## start Records to use
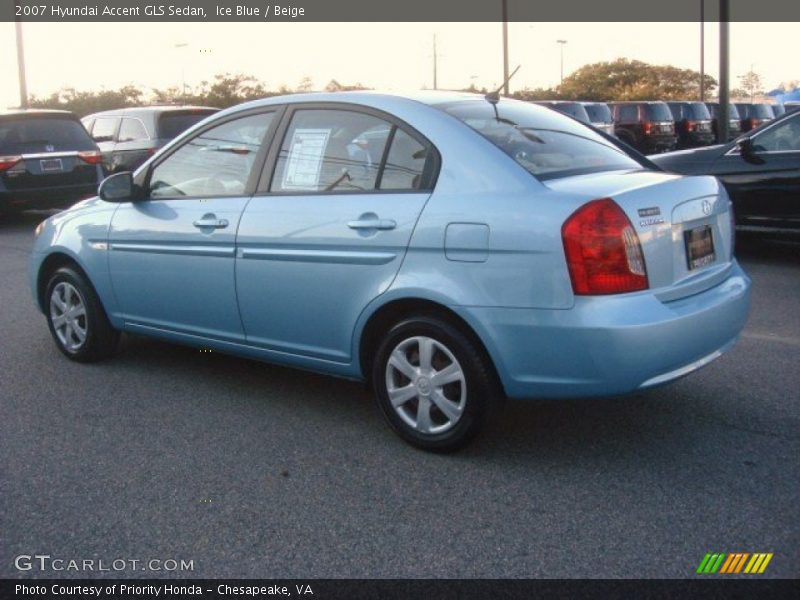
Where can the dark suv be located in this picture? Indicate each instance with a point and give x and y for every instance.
(127, 137)
(692, 124)
(734, 121)
(753, 115)
(47, 160)
(647, 126)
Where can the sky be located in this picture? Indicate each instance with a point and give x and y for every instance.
(391, 56)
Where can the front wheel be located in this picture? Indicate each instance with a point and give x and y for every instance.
(76, 318)
(433, 385)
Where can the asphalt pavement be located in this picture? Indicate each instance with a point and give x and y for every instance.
(252, 470)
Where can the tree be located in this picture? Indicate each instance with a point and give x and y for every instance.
(83, 103)
(625, 79)
(750, 85)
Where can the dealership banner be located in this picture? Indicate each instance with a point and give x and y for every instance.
(393, 10)
(389, 589)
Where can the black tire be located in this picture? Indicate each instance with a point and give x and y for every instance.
(477, 399)
(100, 338)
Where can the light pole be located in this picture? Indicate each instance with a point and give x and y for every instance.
(702, 50)
(183, 71)
(23, 84)
(562, 43)
(505, 47)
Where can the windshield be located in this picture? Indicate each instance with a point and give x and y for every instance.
(546, 144)
(598, 113)
(171, 124)
(658, 111)
(32, 134)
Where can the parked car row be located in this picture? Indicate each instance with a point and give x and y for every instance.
(653, 127)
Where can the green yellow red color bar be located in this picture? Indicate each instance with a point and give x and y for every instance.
(734, 562)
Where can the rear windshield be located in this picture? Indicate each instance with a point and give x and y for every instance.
(598, 113)
(573, 110)
(28, 135)
(658, 111)
(172, 124)
(546, 144)
(733, 114)
(697, 111)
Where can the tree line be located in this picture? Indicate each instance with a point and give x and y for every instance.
(621, 79)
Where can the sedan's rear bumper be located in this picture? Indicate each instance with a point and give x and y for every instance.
(612, 345)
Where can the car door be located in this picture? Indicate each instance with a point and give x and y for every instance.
(171, 255)
(328, 230)
(765, 188)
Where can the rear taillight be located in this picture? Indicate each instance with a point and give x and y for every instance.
(6, 162)
(92, 157)
(603, 251)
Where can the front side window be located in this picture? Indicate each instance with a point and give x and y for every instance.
(218, 162)
(544, 142)
(327, 150)
(132, 130)
(783, 137)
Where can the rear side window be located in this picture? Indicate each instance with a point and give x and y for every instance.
(546, 144)
(598, 113)
(172, 124)
(658, 111)
(132, 130)
(628, 113)
(28, 135)
(216, 163)
(698, 111)
(326, 150)
(105, 128)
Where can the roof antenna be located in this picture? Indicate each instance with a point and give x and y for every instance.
(494, 97)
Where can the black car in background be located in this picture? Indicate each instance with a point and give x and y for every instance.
(573, 109)
(47, 160)
(129, 136)
(760, 170)
(754, 115)
(692, 124)
(647, 126)
(734, 121)
(600, 116)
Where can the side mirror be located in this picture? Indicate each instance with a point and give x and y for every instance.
(117, 188)
(746, 151)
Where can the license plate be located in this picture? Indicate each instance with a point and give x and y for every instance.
(699, 247)
(50, 165)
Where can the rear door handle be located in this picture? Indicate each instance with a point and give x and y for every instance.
(383, 224)
(211, 223)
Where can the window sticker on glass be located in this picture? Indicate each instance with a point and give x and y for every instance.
(306, 153)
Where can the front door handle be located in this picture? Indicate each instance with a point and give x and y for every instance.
(211, 223)
(382, 224)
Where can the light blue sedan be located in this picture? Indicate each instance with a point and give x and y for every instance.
(450, 249)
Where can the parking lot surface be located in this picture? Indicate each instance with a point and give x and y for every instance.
(252, 470)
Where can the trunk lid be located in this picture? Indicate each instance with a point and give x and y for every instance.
(683, 224)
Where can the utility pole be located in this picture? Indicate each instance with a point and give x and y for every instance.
(724, 93)
(702, 50)
(23, 84)
(435, 83)
(562, 43)
(505, 47)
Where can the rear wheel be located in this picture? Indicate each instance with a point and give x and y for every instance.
(76, 318)
(433, 385)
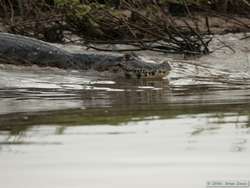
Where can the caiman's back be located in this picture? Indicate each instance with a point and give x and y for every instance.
(16, 49)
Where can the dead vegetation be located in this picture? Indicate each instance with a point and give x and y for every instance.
(151, 25)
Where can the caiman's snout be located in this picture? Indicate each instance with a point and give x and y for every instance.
(140, 69)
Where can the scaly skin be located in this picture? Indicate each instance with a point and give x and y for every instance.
(20, 50)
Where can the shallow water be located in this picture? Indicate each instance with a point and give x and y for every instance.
(66, 129)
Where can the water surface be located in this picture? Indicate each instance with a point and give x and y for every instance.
(68, 129)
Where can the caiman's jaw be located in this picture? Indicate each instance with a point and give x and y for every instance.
(135, 68)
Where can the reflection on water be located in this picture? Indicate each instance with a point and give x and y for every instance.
(68, 129)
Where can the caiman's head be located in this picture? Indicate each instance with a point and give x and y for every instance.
(134, 67)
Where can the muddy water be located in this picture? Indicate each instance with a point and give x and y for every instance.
(68, 129)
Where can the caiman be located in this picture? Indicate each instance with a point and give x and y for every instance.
(21, 50)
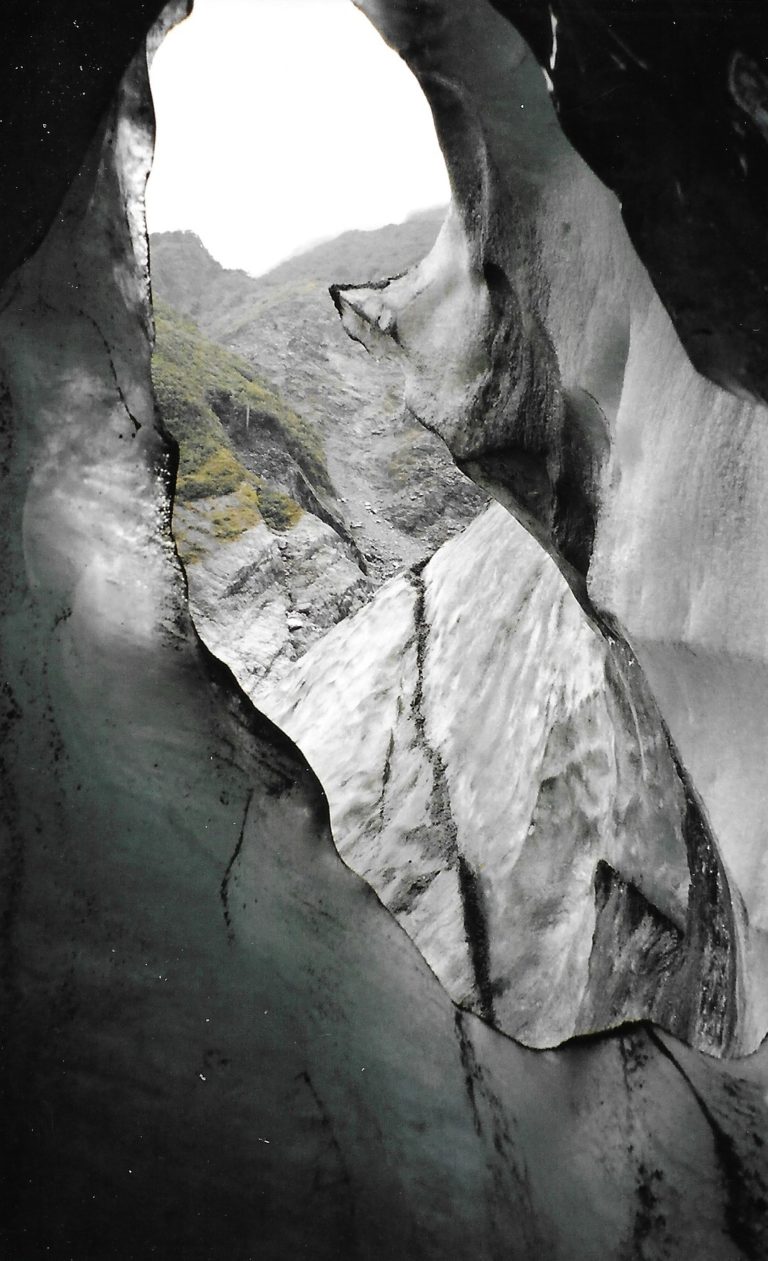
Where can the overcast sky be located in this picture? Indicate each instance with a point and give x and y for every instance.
(281, 122)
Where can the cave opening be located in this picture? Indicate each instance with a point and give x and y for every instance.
(303, 484)
(310, 501)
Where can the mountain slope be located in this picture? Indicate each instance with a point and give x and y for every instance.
(399, 493)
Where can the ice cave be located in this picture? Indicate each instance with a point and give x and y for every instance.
(385, 865)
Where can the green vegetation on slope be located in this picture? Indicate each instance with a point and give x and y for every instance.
(199, 387)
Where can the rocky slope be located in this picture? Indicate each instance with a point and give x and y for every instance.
(375, 491)
(561, 386)
(217, 1043)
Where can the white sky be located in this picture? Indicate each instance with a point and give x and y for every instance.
(281, 122)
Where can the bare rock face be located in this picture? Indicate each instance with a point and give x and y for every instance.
(535, 344)
(527, 826)
(217, 1043)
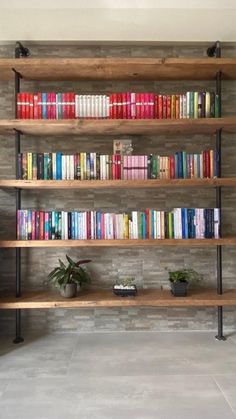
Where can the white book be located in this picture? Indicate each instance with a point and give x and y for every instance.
(100, 106)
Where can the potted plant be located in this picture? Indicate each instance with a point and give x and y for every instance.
(67, 278)
(180, 279)
(125, 287)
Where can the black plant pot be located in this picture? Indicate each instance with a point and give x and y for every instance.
(179, 289)
(122, 291)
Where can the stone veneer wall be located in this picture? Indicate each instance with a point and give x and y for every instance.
(147, 265)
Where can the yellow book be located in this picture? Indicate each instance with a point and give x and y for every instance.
(173, 104)
(211, 163)
(29, 166)
(170, 225)
(195, 108)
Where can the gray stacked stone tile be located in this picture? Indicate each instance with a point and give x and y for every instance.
(146, 264)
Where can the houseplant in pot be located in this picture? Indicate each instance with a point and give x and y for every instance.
(125, 287)
(67, 278)
(180, 279)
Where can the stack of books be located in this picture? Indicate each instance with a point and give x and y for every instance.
(125, 105)
(181, 223)
(92, 166)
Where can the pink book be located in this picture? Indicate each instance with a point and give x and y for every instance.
(146, 105)
(128, 105)
(145, 166)
(133, 105)
(142, 108)
(125, 167)
(46, 235)
(124, 105)
(33, 225)
(151, 106)
(102, 226)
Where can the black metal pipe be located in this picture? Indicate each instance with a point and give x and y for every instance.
(18, 337)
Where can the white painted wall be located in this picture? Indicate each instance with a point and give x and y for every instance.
(123, 20)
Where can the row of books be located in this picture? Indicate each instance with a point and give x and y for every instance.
(124, 105)
(91, 166)
(181, 223)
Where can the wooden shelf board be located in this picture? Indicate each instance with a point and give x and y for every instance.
(116, 184)
(106, 298)
(118, 68)
(117, 126)
(229, 241)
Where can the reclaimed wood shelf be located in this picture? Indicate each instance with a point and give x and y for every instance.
(106, 298)
(117, 126)
(228, 241)
(116, 184)
(59, 69)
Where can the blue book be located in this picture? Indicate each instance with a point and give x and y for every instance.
(198, 166)
(180, 165)
(58, 166)
(193, 223)
(44, 105)
(72, 225)
(152, 224)
(176, 166)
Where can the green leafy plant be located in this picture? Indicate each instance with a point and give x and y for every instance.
(72, 273)
(184, 275)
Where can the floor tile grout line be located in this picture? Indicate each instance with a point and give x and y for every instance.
(224, 395)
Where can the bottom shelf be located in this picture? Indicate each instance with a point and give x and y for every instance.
(106, 298)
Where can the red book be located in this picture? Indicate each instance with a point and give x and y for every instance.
(39, 105)
(168, 106)
(177, 105)
(142, 108)
(172, 167)
(35, 107)
(156, 115)
(115, 106)
(160, 106)
(41, 225)
(63, 107)
(146, 106)
(19, 106)
(164, 106)
(31, 105)
(27, 106)
(128, 105)
(119, 106)
(124, 105)
(151, 106)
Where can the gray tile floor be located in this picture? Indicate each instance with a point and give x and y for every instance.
(140, 375)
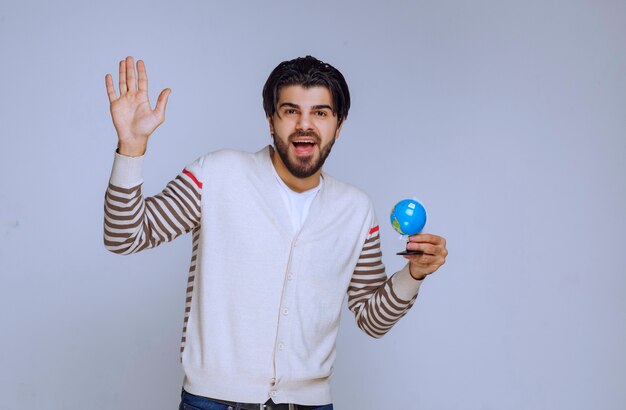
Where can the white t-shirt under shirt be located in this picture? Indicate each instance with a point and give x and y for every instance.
(298, 203)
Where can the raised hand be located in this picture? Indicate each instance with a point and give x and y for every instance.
(133, 118)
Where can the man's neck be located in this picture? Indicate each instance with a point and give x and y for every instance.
(294, 183)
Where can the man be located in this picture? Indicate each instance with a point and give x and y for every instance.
(277, 244)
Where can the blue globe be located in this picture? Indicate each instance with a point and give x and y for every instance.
(408, 217)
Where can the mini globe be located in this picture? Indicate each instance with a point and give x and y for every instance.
(408, 217)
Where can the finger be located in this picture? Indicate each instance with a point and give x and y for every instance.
(426, 262)
(422, 261)
(108, 80)
(123, 87)
(427, 248)
(162, 103)
(426, 237)
(130, 74)
(142, 76)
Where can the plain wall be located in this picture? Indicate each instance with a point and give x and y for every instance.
(507, 119)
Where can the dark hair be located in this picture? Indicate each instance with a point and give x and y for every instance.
(308, 72)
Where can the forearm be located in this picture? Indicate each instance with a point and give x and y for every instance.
(379, 302)
(132, 223)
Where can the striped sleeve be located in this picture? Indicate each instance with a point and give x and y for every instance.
(379, 302)
(133, 223)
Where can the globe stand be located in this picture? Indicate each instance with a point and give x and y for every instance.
(408, 217)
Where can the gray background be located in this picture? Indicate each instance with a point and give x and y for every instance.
(507, 119)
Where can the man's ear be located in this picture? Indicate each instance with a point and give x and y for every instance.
(338, 130)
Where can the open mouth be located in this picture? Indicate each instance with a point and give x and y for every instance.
(304, 147)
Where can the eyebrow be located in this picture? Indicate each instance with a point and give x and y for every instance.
(315, 107)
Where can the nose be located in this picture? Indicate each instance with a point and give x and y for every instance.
(304, 122)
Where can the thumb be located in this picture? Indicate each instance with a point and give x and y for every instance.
(162, 103)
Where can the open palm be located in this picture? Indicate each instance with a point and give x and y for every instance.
(133, 118)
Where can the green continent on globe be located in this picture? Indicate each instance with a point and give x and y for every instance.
(396, 225)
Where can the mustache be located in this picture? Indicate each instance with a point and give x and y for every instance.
(311, 134)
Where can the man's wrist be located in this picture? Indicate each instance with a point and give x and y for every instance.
(131, 150)
(422, 277)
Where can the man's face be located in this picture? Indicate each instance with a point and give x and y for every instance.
(304, 128)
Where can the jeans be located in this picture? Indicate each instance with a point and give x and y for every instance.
(190, 401)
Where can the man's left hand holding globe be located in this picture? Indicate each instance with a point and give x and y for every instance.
(435, 252)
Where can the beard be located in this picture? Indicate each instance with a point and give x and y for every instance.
(302, 167)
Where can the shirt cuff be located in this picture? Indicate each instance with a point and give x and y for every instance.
(127, 172)
(404, 285)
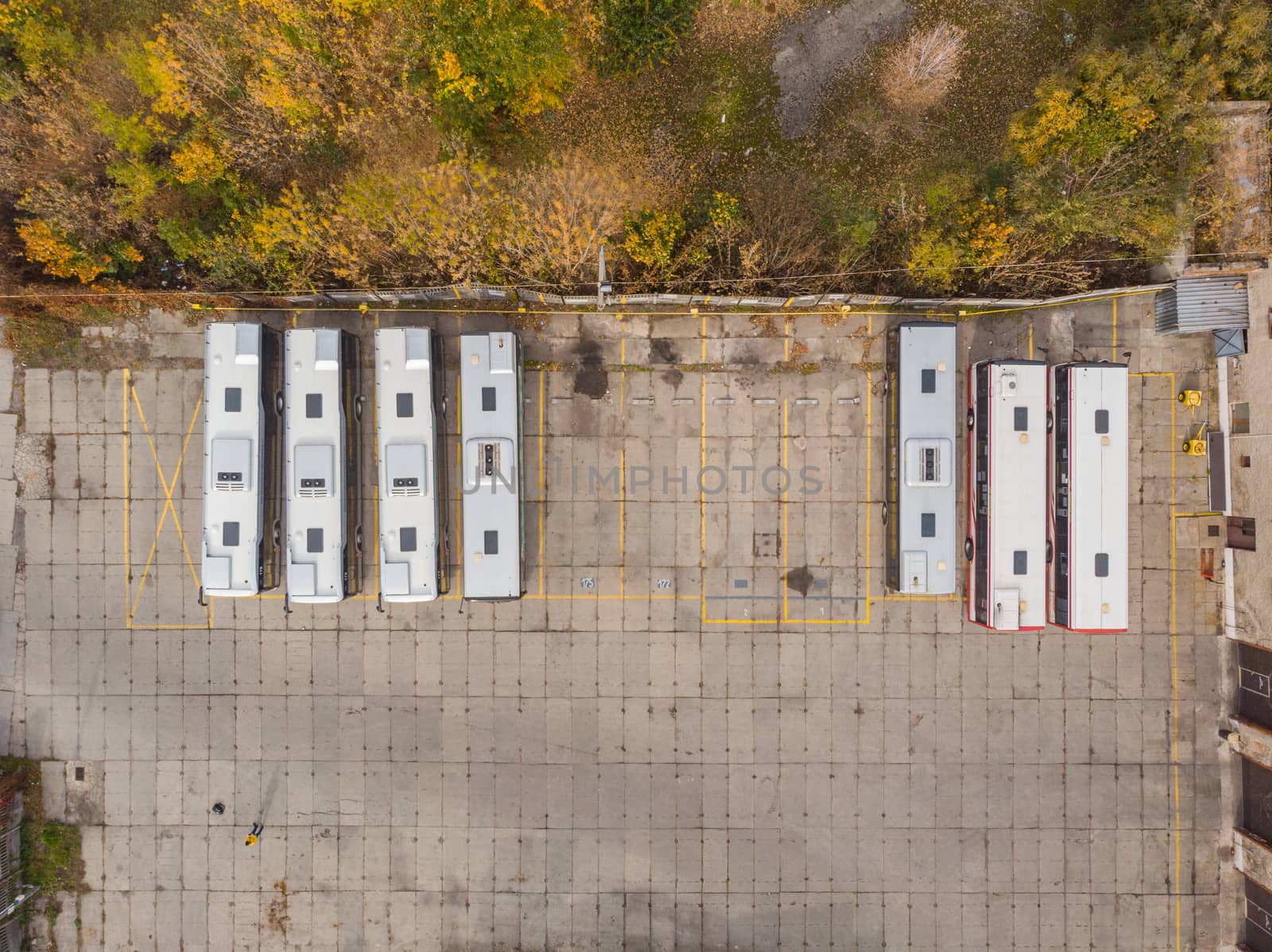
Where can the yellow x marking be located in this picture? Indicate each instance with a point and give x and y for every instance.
(169, 487)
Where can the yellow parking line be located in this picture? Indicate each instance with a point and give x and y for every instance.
(1174, 661)
(1115, 330)
(127, 557)
(169, 487)
(785, 502)
(622, 468)
(544, 500)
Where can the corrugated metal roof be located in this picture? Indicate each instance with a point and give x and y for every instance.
(1204, 303)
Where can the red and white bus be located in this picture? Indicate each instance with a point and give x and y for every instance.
(1088, 524)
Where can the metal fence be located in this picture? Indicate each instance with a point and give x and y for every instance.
(13, 892)
(514, 296)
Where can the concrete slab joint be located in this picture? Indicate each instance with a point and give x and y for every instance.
(1252, 857)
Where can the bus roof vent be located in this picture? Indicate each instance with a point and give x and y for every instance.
## end Records to use
Return every line of the records from the one containing "Where can the metal" through the end of the records, copied with nothing changed.

Where can the metal fence be located in this picture? Indicate each instance with a point and give x and y for every instance.
(13, 892)
(514, 296)
Where can the concrete slab joint be located in this picture? Indicate each instance with a point and give x and y for every instance.
(1252, 857)
Where can the bus roof vent be located in this picture? Indicate each instance with a point and give x and y for every instance.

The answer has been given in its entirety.